→ **Aim**
Copy all of the following lines verbatim, character for character.

→ **Exercise data**

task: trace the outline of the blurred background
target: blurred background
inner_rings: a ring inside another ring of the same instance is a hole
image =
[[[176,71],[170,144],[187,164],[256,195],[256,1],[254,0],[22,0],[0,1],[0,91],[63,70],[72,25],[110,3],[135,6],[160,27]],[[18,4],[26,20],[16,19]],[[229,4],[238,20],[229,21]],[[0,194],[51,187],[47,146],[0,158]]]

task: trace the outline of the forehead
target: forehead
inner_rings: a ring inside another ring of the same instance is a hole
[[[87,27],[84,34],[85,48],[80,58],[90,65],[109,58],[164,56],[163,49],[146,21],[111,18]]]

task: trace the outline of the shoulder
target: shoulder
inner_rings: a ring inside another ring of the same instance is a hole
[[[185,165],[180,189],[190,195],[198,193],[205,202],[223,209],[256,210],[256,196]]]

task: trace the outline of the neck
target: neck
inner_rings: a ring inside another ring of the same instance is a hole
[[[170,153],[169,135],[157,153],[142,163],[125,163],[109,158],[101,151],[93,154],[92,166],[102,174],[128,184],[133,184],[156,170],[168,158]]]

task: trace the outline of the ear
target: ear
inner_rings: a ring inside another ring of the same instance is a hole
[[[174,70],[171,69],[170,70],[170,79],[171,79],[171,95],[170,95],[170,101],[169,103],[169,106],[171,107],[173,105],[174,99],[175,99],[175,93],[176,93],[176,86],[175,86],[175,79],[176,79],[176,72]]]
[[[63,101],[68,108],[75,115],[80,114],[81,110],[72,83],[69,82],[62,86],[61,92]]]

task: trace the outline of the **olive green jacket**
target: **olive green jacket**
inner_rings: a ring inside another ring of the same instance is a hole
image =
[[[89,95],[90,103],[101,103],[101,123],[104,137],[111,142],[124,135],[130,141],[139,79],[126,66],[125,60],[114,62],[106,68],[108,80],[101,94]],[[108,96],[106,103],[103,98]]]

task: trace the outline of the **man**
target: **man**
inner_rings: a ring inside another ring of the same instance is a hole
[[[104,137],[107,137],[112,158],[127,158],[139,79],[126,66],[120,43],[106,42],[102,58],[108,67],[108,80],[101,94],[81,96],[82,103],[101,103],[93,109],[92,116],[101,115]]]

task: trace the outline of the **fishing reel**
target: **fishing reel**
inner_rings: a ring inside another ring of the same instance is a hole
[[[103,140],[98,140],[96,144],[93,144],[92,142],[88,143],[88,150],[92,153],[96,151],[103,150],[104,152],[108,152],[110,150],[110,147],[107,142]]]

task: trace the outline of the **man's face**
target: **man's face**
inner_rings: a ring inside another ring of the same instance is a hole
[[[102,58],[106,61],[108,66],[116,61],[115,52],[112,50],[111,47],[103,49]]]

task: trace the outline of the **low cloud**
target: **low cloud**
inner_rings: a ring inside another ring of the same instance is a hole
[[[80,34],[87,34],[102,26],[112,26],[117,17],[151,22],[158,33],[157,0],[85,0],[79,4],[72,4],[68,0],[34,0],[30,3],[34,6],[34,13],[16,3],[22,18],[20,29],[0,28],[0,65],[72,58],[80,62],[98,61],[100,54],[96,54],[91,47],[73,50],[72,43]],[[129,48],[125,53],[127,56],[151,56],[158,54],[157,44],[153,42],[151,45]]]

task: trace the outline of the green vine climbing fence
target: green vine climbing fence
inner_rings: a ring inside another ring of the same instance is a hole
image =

→ **Result for this task**
task: trace the outline of the blurred background
target: blurred background
inner_rings: a ring inside another ring of the same instance is a hole
image =
[[[176,71],[170,144],[187,164],[256,195],[256,1],[254,0],[22,0],[0,1],[0,91],[63,70],[72,25],[110,3],[135,6],[160,27]],[[18,4],[26,20],[16,19]],[[229,4],[238,20],[229,21]],[[0,194],[51,187],[47,146],[0,158]]]

task: trace the outline of the forehead
target: forehead
inner_rings: a ring inside another ring of the same instance is a hole
[[[87,27],[84,34],[85,48],[80,58],[90,65],[109,58],[164,56],[163,49],[146,21],[111,18]]]

task: trace the outline of the shoulder
target: shoulder
inner_rings: a ring inside another ring of the same instance is a hole
[[[185,165],[180,189],[190,195],[198,193],[205,202],[223,209],[256,210],[256,196]]]

task: trace the outline of the neck
target: neck
inner_rings: a ring inside another ring of the same instance is a hole
[[[170,153],[169,135],[157,153],[142,163],[125,163],[109,158],[101,151],[93,154],[92,166],[102,174],[128,184],[133,184],[156,170],[168,158]]]

task: trace the outline of the ear
target: ear
inner_rings: a ring inside another ring of the same instance is a hole
[[[174,70],[171,69],[170,70],[170,79],[171,79],[171,95],[170,95],[170,101],[169,103],[169,106],[171,107],[173,105],[174,99],[175,99],[175,93],[176,93],[176,86],[175,86],[175,79],[176,79],[176,72]]]
[[[63,101],[68,108],[75,115],[80,114],[81,110],[72,83],[69,82],[62,86],[61,92]]]

task: trace the outline of the **olive green jacket**
target: **olive green jacket**
inner_rings: a ring inside another ring of the same instance is a hole
image =
[[[89,95],[90,103],[101,103],[101,123],[104,137],[111,142],[124,135],[130,141],[139,79],[126,66],[125,60],[114,62],[106,68],[108,80],[101,94]],[[108,96],[106,103],[103,98]]]

task: trace the outline of the **man**
target: **man**
inner_rings: a ring inside another ring of the same instance is a hole
[[[104,137],[107,137],[112,158],[127,158],[139,79],[126,66],[120,43],[106,42],[102,58],[108,67],[108,80],[101,94],[81,96],[82,103],[101,103],[93,109],[92,116],[101,115]]]

task: trace the outline of the **fishing reel**
target: **fishing reel**
inner_rings: a ring inside another ring of the same instance is a hole
[[[103,140],[98,140],[96,144],[93,144],[92,142],[88,143],[88,150],[92,153],[96,151],[103,150],[104,152],[108,152],[110,150],[110,147],[107,142]]]

task: trace the outline of the **man's face**
target: **man's face**
inner_rings: a ring inside another ring of the same instance is a hole
[[[102,58],[106,61],[108,66],[116,61],[115,52],[112,50],[111,47],[103,49]]]

task: trace the outline of the **low cloud**
target: **low cloud**
inner_rings: a ring inside another ring of the same instance is a hole
[[[80,34],[87,34],[102,26],[112,26],[117,17],[151,22],[158,33],[157,0],[85,0],[79,4],[72,4],[68,0],[34,0],[30,3],[34,6],[34,13],[16,3],[22,18],[20,29],[0,28],[0,65],[72,58],[80,62],[98,61],[100,54],[96,54],[91,47],[73,50],[72,43]],[[129,48],[125,53],[127,56],[151,56],[158,54],[157,44],[153,42],[151,45]]]

task: trace the outline of the green vine climbing fence
target: green vine climbing fence
inner_rings: a ring inside another ring of the same instance is a hole
image =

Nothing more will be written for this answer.